- _RECORDS SUPPLIED_
***
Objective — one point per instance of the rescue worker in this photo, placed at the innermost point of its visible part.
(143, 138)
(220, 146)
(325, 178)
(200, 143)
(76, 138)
***
- _HOW TO COMPLETE THIS TASK_
The records above should be repeated in full, exactly as given.

- _SOLUTION FOR THIS EXERCISE_
Objective — one point per instance of the rescue worker in this photo, placed at the innermost point of its visible part.
(143, 138)
(220, 146)
(325, 178)
(200, 143)
(76, 138)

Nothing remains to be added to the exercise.